----- 抜粋

前回は、変分オートエンコーダ(以下、VAE)の簡単な紹介とそれを理解する意義について解説しました。今回は、VAEが解決しようとしているそもそもの問題について解説します。

VAEの論文は次の大きな疑問を投げかけるところから始まります。

扱いにくい事後分布を持つ連続潜在変数と大規模なデータセットが存在する場合、有向確率モデル効率的な推論と学習をどのように実行できるでしょうか?

(以下原文)
How can we perform efficient inference and learning in directed probabilistic models, in the presence of continuous latent variables with intractable posterior distributions, and large datasets?

Auto-Encoding Variational Bayes

この論文はこの大きな疑問に対する解決策を提供するのですが、問題自体を理解するのに、太字で示した言葉を知っている必要があります。それぞれの言葉の意味はこのシリーズの中で解説していきます。

大まかな意味としては、「十分なデータセットがあるとして、確率の関係を利用したモデルを効率よく訓練するにはどうすれば良いのか」という疑問です。

そのデータセットとは、例えば、MNISTのように手書きの数字データを大量に集めたものなどを想定しています。

MNISTからの手書き数字画像

MNISTは、PyTorchのTorchvisionなどを使えば、簡単に使うことができます。なので、データセットの入手に関しては問題はありません。よって、「大規模なデータセットが存在する場合」という条件がついています。

問題なのは、そのようなデータから学習することで、同じようなデータを生成することができるのか、ということです。つまり、データからある種のパターンを見つけることができれば、同じようなデータ(この場合、手書き数字の画像)を生成する役に立つというわけです。それを効率的に行いたいので、「効率的な推論と学習」をどのように実行できるのかと、疑問を呈しています。

また、「有向確率モデル」(Directed Probabilistic Models)と言っているのは、モデルが入力データから学習し、新しいデータを生成するまでを、一方通行(有向)の確率モデルとして定義することを指しています。これについては今後の記事で解説していきます。

----------

* 練習問題:
(1) 抜粋によれば、VAEの論文の疑問に「大規模なデータセットが存在する場合」という条件がついているのはなぜですか。1〜3文で説明してください。
(2) 次の(a)〜(c)が抜粋の内容と合っているかどうかを「はい」か「いいえ」で答え、根拠となる抜粋の言葉をそのまま引用してください。
(a) 「有向確率モデル」とは、モデルが入力データから学習し新しいデータを生成するまでを、一方通行の確率モデルとして定義することを指す。
(b) 太字で示した言葉の意味は、すべてこの回の記事の中で解説される。
(c) 問題なのは、大規模なデータセットをどう入手するかである。
資料は参照しなくても取り組めます。

----- データ一覧

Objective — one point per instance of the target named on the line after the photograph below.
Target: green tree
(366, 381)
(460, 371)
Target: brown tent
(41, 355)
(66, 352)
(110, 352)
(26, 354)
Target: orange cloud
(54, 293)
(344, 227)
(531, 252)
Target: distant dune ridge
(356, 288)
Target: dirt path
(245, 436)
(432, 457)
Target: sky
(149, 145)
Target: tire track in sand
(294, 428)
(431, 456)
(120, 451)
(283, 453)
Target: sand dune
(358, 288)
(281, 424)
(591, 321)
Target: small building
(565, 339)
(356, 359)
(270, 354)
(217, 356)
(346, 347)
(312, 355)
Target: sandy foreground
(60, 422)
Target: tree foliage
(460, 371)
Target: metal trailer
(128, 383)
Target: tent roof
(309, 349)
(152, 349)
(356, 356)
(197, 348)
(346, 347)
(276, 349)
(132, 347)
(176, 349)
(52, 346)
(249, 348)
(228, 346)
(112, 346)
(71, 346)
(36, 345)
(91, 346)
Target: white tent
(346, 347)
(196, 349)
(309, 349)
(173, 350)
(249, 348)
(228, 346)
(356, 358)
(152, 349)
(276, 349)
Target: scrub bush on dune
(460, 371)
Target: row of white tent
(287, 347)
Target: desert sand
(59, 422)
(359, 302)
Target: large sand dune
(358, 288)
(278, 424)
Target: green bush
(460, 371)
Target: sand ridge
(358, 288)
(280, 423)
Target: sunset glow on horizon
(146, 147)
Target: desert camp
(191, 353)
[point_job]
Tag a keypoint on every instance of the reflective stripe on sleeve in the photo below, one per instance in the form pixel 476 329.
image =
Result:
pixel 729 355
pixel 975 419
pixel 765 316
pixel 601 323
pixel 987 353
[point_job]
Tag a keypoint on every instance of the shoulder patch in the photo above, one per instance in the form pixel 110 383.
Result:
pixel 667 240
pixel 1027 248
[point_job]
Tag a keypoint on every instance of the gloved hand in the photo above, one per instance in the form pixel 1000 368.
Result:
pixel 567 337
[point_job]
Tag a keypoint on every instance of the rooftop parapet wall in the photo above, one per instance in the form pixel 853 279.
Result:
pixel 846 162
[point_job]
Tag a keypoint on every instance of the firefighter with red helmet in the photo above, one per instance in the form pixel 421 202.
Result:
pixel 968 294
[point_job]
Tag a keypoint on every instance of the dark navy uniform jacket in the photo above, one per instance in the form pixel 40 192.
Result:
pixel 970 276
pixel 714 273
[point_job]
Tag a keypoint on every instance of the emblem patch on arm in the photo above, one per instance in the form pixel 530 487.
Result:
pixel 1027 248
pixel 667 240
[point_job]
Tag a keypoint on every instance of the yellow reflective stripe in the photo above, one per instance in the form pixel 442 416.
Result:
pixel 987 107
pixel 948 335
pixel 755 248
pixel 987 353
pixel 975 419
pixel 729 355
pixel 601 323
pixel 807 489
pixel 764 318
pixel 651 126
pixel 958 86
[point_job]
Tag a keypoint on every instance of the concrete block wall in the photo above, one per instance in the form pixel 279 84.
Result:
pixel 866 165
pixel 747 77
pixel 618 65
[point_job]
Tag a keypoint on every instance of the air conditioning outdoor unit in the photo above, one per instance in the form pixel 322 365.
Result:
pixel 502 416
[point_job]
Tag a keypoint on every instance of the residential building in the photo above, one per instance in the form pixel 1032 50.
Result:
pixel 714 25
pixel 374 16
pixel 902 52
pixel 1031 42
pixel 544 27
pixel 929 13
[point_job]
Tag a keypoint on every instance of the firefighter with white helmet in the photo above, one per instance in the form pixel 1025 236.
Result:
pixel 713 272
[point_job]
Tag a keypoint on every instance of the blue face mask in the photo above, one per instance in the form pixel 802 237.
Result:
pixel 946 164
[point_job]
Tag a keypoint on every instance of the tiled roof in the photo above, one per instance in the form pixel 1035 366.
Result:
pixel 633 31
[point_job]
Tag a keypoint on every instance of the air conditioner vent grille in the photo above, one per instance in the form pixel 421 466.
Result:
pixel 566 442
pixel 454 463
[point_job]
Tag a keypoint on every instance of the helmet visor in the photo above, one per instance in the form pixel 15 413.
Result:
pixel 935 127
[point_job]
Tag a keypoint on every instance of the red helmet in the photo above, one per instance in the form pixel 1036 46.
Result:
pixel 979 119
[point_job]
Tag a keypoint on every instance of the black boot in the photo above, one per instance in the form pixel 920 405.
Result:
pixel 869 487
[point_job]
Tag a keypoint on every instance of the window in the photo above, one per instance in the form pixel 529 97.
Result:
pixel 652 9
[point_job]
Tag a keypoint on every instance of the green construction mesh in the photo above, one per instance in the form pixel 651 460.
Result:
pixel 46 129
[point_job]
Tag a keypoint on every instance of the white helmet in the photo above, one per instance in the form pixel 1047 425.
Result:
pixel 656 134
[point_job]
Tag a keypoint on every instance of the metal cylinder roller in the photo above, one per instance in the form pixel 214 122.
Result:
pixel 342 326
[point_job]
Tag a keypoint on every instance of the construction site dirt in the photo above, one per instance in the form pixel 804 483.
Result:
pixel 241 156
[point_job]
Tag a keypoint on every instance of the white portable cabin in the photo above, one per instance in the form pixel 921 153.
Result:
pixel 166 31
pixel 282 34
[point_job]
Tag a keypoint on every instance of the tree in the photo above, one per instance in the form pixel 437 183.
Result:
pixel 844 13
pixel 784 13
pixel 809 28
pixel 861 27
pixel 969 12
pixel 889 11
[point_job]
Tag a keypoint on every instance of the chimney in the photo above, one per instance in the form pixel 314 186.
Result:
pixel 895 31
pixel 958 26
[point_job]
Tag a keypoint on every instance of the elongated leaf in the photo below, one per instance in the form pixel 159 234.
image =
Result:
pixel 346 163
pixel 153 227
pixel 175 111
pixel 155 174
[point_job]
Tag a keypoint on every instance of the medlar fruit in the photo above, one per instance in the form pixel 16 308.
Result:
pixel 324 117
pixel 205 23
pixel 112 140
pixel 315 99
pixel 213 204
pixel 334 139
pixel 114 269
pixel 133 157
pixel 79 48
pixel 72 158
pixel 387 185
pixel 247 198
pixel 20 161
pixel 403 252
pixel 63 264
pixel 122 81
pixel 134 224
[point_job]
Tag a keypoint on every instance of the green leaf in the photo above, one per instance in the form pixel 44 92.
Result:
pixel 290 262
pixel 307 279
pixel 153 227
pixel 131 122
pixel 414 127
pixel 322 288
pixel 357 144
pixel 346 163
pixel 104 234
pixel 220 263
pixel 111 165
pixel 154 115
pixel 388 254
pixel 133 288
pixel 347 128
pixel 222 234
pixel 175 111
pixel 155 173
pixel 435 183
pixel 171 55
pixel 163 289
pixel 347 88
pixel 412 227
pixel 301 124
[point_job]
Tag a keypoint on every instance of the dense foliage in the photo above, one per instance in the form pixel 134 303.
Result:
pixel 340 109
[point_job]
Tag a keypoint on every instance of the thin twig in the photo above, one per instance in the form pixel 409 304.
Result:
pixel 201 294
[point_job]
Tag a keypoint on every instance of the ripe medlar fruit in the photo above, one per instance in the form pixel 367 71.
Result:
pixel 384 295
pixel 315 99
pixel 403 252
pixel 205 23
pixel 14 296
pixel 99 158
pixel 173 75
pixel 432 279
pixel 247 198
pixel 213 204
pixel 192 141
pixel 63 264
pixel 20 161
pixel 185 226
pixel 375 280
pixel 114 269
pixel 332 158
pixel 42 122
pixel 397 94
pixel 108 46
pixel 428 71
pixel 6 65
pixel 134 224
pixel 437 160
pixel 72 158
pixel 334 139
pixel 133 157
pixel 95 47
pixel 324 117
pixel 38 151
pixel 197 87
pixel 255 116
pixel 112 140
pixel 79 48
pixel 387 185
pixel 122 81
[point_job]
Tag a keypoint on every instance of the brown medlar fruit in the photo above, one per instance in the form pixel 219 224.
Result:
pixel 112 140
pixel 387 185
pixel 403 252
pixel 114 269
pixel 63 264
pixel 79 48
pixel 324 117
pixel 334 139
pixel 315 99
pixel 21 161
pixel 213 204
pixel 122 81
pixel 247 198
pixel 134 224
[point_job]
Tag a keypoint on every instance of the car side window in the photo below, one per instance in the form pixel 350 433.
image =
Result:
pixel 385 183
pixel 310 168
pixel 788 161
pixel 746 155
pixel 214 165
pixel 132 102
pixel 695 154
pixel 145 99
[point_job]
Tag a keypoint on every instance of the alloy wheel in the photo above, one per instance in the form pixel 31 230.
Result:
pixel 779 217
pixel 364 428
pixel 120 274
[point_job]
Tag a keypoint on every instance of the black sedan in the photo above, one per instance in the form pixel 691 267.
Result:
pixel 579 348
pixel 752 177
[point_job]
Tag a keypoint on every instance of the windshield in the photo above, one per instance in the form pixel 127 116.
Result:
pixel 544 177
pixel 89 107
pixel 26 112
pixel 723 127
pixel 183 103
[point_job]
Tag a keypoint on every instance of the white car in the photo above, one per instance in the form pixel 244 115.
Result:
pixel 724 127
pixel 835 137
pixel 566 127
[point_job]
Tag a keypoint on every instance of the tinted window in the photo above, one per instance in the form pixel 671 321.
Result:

----------

* 解答例:
(1) MNISTのような手書き数字のデータセットは、PyTorchのTorchvisionなどを使えば簡単に使うことができます。そのため、データセットの入手に関しては問題がないからです。

(2)
(a) はい。「モデルが入力データから学習し、新しいデータを生成するまでを、一方通行(有向)の確率モデルとして定義することを指しています」
(b) いいえ。「それぞれの言葉の意味はこのシリーズの中で解説していきます」
(c) いいえ。「データセットの入手に関しては問題はありません」